### PASSAGE SHOWN
>>
It's Spring Break! Sadly, that's markedly less exciting when you're 31 years old and revising article drafts.
Nonetheless, it does present a good opportunity to do a roundup.
* * *
Kate Manne has an incredibly powerful essay on sexual violence, the struggles over reporting it, and why men get away with it. It follows on Martha Nussbaum's revelation, in a lecture last year, that she was sexually assaulted at 20 years old by a famous actor and her explanation for why she didn't report it. This is a must-read.
A neat looking art exhibit by Indian Jewish artist Siona Benjamin.
Truly every dark cloud has a silver lining: Donald Trump's army of internet trolls is in a state of panic over the upcoming rollback of internet privacy protections.
<<
### SUPPLIED DATA
>>
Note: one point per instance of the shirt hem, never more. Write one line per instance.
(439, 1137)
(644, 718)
<<
>>
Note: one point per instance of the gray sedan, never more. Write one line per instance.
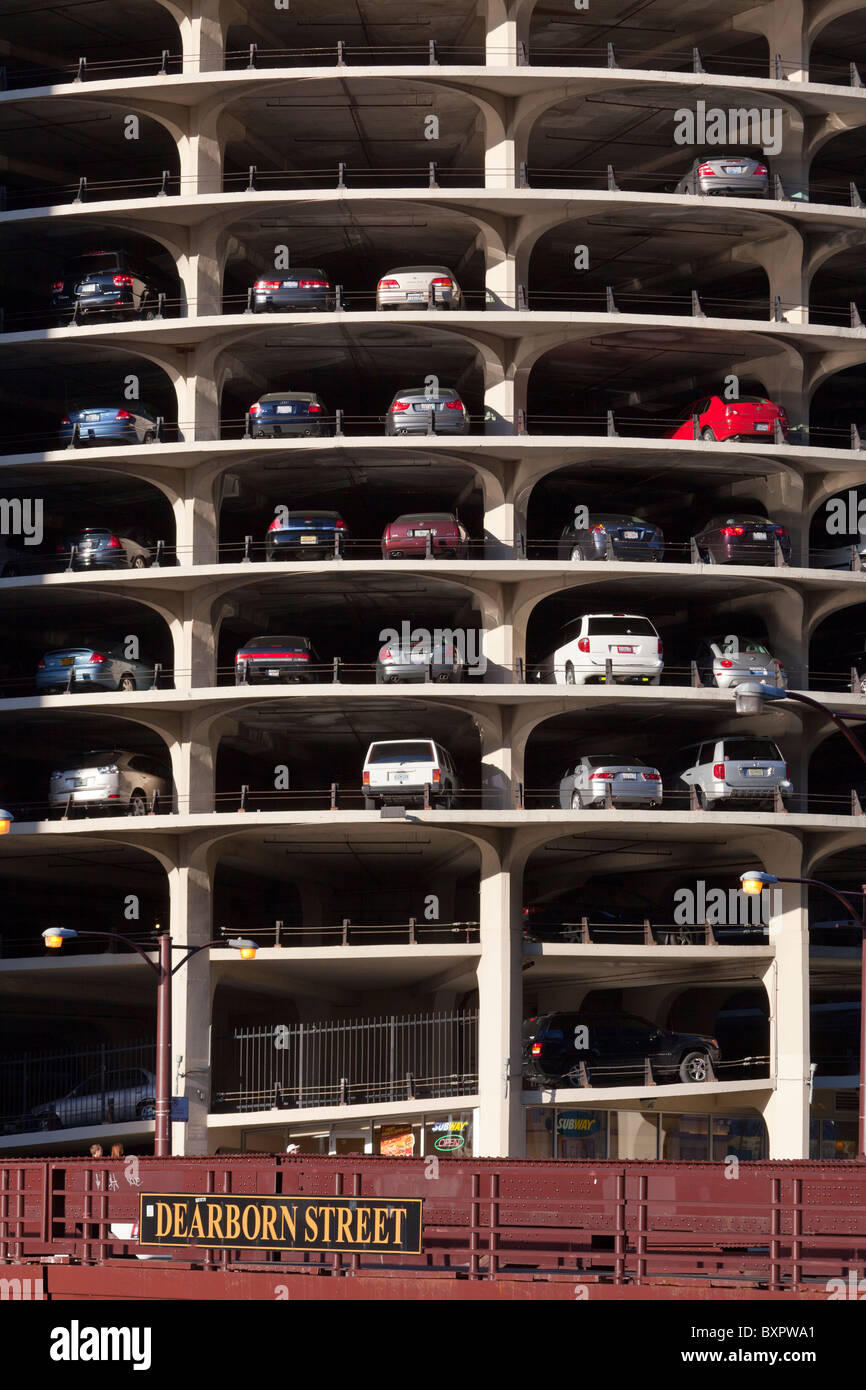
<<
### WORK TO COMPLETE
a - List every person named in the Spring Break roundup.
b - In the Spring Break roundup, write out the part between "A neat looking" and "internet privacy protections.", inclusive, and swap "trolls" for "bots".

### ANSWERS FOR THE EXERCISE
a - Kate Manne, Martha Nussbaum, Siona Benjamin, Donald Trump

b -
A neat looking art exhibit by Indian Jewish artist Siona Benjamin.
Truly every dark cloud has a silver lining: Donald Trump's army of internet bots is in a state of panic over the upcoming rollback of internet privacy protections.